---------- Study material ----------
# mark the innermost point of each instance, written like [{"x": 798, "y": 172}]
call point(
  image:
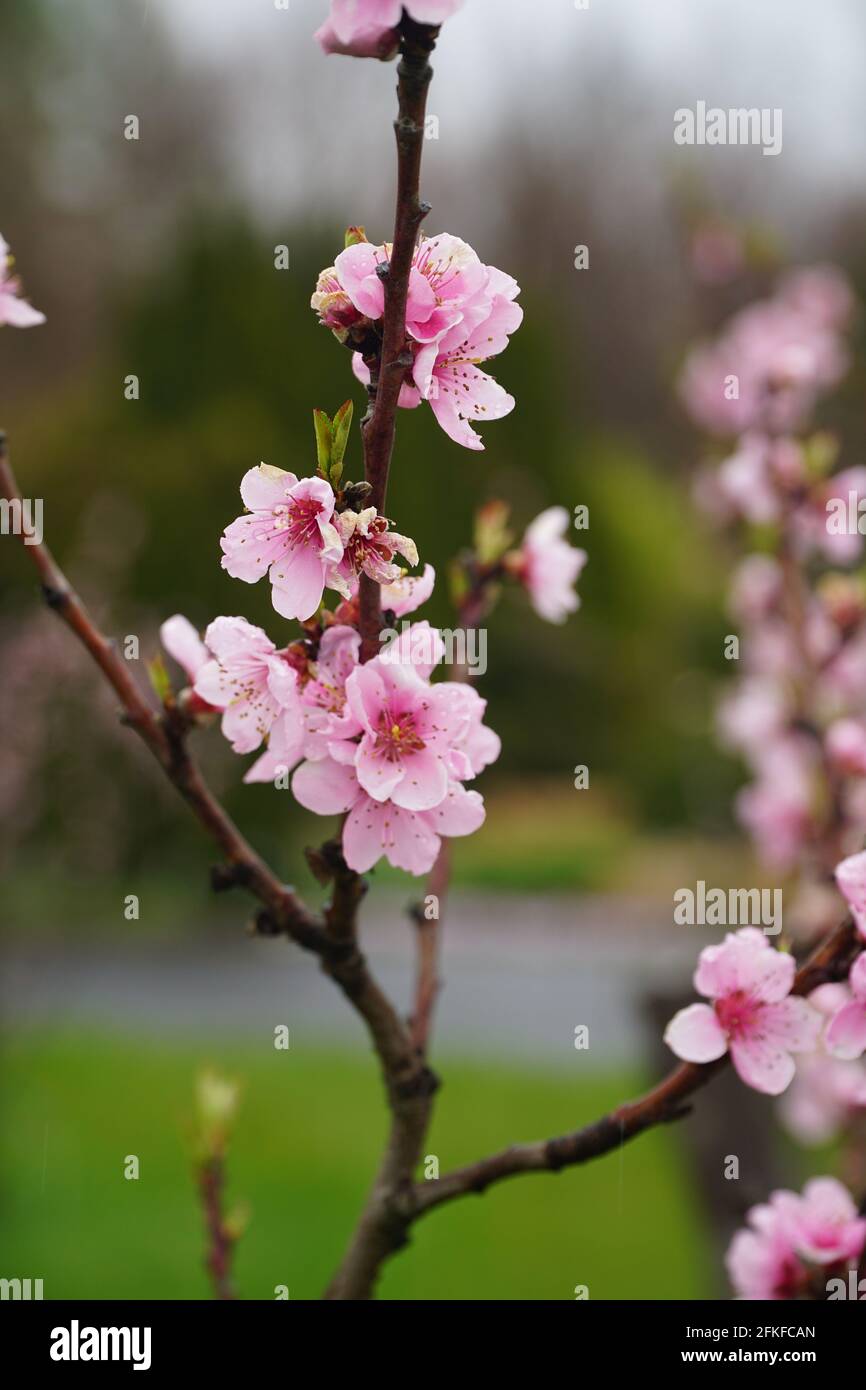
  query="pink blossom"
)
[
  {"x": 755, "y": 710},
  {"x": 249, "y": 680},
  {"x": 407, "y": 727},
  {"x": 777, "y": 808},
  {"x": 761, "y": 1260},
  {"x": 823, "y": 524},
  {"x": 766, "y": 369},
  {"x": 459, "y": 314},
  {"x": 14, "y": 310},
  {"x": 793, "y": 1232},
  {"x": 845, "y": 742},
  {"x": 181, "y": 640},
  {"x": 407, "y": 838},
  {"x": 369, "y": 548},
  {"x": 822, "y": 1222},
  {"x": 446, "y": 284},
  {"x": 822, "y": 293},
  {"x": 332, "y": 305},
  {"x": 367, "y": 28},
  {"x": 409, "y": 592},
  {"x": 327, "y": 715},
  {"x": 851, "y": 880},
  {"x": 845, "y": 1034},
  {"x": 287, "y": 533},
  {"x": 756, "y": 588},
  {"x": 395, "y": 758},
  {"x": 548, "y": 566},
  {"x": 752, "y": 1014},
  {"x": 823, "y": 1097}
]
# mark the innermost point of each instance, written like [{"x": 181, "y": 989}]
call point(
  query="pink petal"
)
[
  {"x": 762, "y": 1065},
  {"x": 424, "y": 781},
  {"x": 184, "y": 644},
  {"x": 298, "y": 583},
  {"x": 325, "y": 787},
  {"x": 695, "y": 1034},
  {"x": 793, "y": 1025},
  {"x": 460, "y": 813},
  {"x": 264, "y": 488},
  {"x": 845, "y": 1034},
  {"x": 250, "y": 548}
]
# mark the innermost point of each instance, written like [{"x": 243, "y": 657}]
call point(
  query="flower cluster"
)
[
  {"x": 369, "y": 28},
  {"x": 827, "y": 1094},
  {"x": 376, "y": 742},
  {"x": 293, "y": 533},
  {"x": 752, "y": 1014},
  {"x": 797, "y": 713},
  {"x": 459, "y": 314},
  {"x": 14, "y": 310},
  {"x": 797, "y": 1243},
  {"x": 772, "y": 362}
]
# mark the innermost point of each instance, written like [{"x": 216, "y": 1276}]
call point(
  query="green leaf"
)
[
  {"x": 159, "y": 679},
  {"x": 324, "y": 441},
  {"x": 339, "y": 432}
]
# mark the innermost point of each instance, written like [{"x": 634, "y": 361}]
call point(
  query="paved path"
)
[{"x": 520, "y": 975}]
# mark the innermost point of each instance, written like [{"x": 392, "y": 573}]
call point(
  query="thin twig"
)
[
  {"x": 388, "y": 373},
  {"x": 665, "y": 1102},
  {"x": 334, "y": 937},
  {"x": 220, "y": 1240}
]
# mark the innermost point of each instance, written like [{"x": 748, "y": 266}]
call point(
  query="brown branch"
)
[
  {"x": 428, "y": 937},
  {"x": 220, "y": 1240},
  {"x": 417, "y": 42},
  {"x": 665, "y": 1102},
  {"x": 164, "y": 738},
  {"x": 334, "y": 938},
  {"x": 471, "y": 610}
]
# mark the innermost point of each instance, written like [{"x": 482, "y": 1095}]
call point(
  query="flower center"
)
[
  {"x": 737, "y": 1012},
  {"x": 396, "y": 737},
  {"x": 298, "y": 519}
]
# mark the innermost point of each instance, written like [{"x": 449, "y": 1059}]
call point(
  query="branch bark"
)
[
  {"x": 660, "y": 1105},
  {"x": 220, "y": 1241},
  {"x": 388, "y": 374},
  {"x": 332, "y": 937}
]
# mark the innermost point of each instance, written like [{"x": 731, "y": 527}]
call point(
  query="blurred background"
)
[{"x": 156, "y": 257}]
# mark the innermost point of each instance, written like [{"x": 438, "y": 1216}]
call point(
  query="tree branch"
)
[
  {"x": 334, "y": 938},
  {"x": 665, "y": 1102},
  {"x": 220, "y": 1240},
  {"x": 387, "y": 374}
]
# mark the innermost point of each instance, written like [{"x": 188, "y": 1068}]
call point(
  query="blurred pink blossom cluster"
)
----------
__Instructions to follow__:
The answer must be all the lines above that hold the word "flower".

__Your response__:
  query="flower cluster"
  query="flower center"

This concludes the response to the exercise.